Work required: Your task is to copy the lines from the line containing "Exercise. Put one marker on every instance of the man's leg" through the end of the listing below, both included, without any pictures.

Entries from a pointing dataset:
:::

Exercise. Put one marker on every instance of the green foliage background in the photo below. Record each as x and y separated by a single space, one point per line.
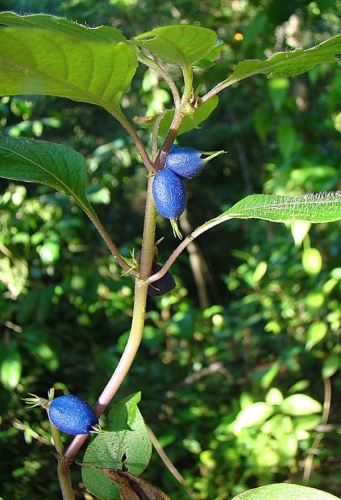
256 314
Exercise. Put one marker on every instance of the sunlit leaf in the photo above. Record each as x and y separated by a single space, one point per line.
300 404
189 123
254 414
283 491
331 365
132 487
62 25
179 43
10 369
316 332
124 444
320 207
288 63
45 163
49 62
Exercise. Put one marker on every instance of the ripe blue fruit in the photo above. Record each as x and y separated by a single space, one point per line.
161 286
169 194
185 162
72 415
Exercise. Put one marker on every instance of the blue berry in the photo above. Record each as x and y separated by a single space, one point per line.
169 194
161 286
72 415
185 162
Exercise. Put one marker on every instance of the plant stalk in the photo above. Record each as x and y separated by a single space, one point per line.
139 311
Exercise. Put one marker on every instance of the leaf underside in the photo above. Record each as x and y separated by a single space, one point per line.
320 207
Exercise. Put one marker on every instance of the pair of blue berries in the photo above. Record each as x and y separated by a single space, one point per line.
169 192
168 189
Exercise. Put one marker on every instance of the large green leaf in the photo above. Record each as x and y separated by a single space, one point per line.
284 491
288 63
125 441
179 43
320 207
62 25
46 163
84 66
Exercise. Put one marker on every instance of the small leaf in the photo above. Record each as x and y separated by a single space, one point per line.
180 43
312 261
283 491
124 444
189 123
51 164
300 404
10 370
287 63
316 332
254 414
13 273
132 487
331 365
320 207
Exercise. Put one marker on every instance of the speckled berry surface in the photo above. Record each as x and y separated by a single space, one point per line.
185 162
169 194
72 415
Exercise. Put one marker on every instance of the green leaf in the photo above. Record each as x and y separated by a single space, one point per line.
51 62
10 370
300 404
13 273
62 25
51 164
331 365
254 414
289 63
125 441
316 332
283 491
320 207
180 43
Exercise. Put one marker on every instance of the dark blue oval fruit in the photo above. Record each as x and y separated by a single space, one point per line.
163 285
72 415
185 162
169 194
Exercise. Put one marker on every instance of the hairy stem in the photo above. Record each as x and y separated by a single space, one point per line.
197 232
139 311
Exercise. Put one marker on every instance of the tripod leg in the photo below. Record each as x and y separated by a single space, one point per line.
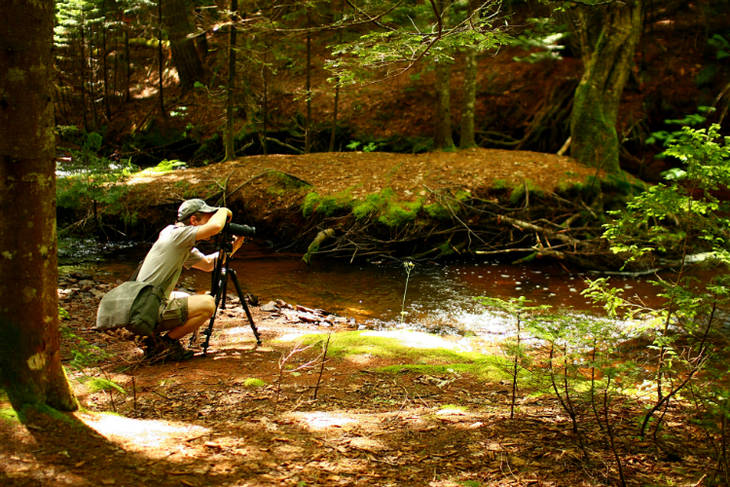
209 331
245 306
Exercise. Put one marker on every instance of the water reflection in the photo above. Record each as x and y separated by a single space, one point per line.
439 297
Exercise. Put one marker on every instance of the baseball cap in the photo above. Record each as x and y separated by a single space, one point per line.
190 207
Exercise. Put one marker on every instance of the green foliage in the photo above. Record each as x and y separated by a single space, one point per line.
83 353
163 167
721 45
436 38
684 214
326 205
520 191
9 415
92 182
357 145
96 384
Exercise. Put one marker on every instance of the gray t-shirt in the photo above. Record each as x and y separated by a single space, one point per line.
173 249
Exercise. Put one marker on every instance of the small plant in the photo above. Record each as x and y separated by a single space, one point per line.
408 266
253 383
519 308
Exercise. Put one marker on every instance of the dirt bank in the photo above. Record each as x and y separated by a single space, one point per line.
431 205
275 415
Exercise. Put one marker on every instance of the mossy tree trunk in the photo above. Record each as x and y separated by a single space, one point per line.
608 35
30 362
176 18
443 138
229 140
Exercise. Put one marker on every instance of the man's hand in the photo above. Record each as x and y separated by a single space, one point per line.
237 242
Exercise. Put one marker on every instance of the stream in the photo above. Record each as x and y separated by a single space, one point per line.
439 297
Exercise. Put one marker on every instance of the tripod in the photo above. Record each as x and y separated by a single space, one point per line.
219 287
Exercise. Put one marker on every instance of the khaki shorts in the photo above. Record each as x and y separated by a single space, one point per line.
173 312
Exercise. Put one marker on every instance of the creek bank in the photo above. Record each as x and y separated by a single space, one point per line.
476 202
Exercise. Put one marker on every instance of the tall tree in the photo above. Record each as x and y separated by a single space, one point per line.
30 362
608 32
230 151
408 34
176 15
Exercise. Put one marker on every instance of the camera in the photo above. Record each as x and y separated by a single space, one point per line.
239 230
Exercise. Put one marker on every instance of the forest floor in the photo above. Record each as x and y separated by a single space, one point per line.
233 418
268 191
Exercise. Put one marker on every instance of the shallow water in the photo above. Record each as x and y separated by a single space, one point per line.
438 297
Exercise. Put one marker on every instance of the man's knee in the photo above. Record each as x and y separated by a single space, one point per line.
201 304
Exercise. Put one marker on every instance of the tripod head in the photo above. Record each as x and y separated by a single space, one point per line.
222 272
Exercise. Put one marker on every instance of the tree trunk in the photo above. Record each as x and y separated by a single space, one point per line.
466 138
608 36
308 89
443 139
229 143
176 18
30 361
160 60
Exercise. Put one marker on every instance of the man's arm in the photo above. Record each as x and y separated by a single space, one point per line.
207 263
214 225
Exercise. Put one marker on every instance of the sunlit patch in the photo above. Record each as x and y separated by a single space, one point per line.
142 433
319 420
415 339
294 336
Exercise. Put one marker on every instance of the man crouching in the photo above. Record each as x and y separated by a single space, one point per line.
181 313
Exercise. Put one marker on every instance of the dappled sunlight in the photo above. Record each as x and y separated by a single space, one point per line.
238 335
418 339
141 434
321 420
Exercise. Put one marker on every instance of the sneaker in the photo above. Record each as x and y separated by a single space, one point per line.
161 349
176 350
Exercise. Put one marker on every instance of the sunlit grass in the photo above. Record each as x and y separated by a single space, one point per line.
424 347
487 368
9 414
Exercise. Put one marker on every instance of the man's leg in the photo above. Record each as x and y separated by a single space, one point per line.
200 308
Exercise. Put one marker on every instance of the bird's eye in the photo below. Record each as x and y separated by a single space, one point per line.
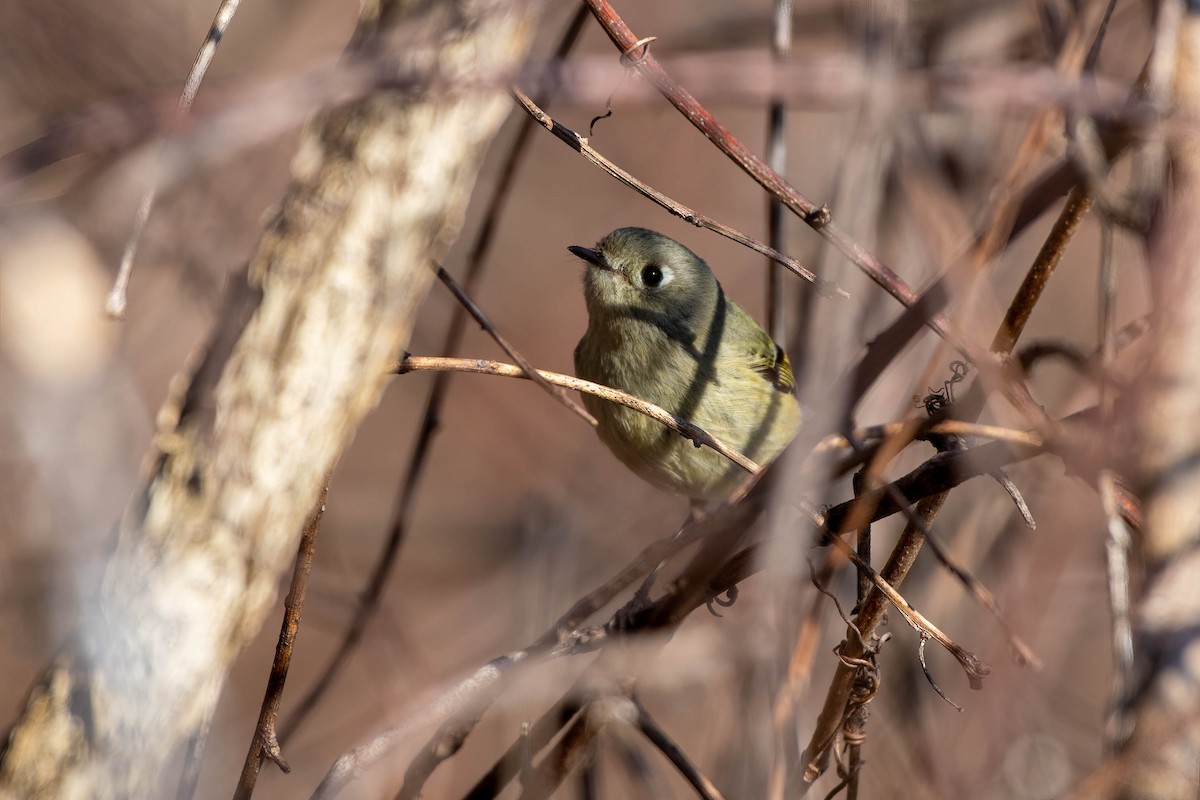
652 275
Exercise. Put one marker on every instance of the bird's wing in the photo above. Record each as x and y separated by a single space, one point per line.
766 356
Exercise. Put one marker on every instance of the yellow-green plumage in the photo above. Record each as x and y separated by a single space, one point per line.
661 329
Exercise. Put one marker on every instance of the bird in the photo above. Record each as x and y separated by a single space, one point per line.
660 328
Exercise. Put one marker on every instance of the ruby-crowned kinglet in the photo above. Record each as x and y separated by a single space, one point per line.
661 329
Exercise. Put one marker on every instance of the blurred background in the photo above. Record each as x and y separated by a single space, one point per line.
521 509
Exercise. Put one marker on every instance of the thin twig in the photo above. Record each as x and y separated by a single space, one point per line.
1079 202
1119 540
657 413
777 156
384 564
265 744
580 144
690 773
466 701
118 296
529 371
817 217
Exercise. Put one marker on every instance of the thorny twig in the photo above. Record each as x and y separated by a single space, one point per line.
265 744
117 300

:::

Expected answer:
Exercise. Put one marker on every instance of the man's leg in the photo above. Record each as x and y separated by a single space, one point per line.
200 308
Exercise. Put one marker on every instance of the bird's eye in the photo below. Record each as x and y separated by a single space, one point per line.
652 275
Exercise. Put one marker on every instance of the bird's wing in the photo above. Record each as x and y separated by a single space, one point per line.
766 356
Exercise. Put one marker on every instance of the yellow-green plumage in the photo above. Record each as x and y separated by a single space, one point per line.
661 329
Exercise. Put one marker on every instance of the bird in the photo above. Record each as x and y separated by a single space, one point per line.
660 328
Exercise. Put one marker on every instance of the ruby-crowned kinglet in the photo above. Record each as x and y separated by a single space, one point per line.
661 329
Exercise. Put one marker on every instance of the blurred background in the photo above. Record each as x and y separated by a single space, one point per line.
521 509
Exercise. Put one marker on every instance of the thin twig in the photo above. Record each as x and y separated by a single space, one point per line.
1079 202
1119 540
657 413
777 156
384 564
265 744
580 144
690 773
466 701
118 296
529 371
817 217
Exercise. Put one marker on every instance of the thorny twig in the photo above. Record each as x and y separated by a single space, one point per line.
265 744
117 300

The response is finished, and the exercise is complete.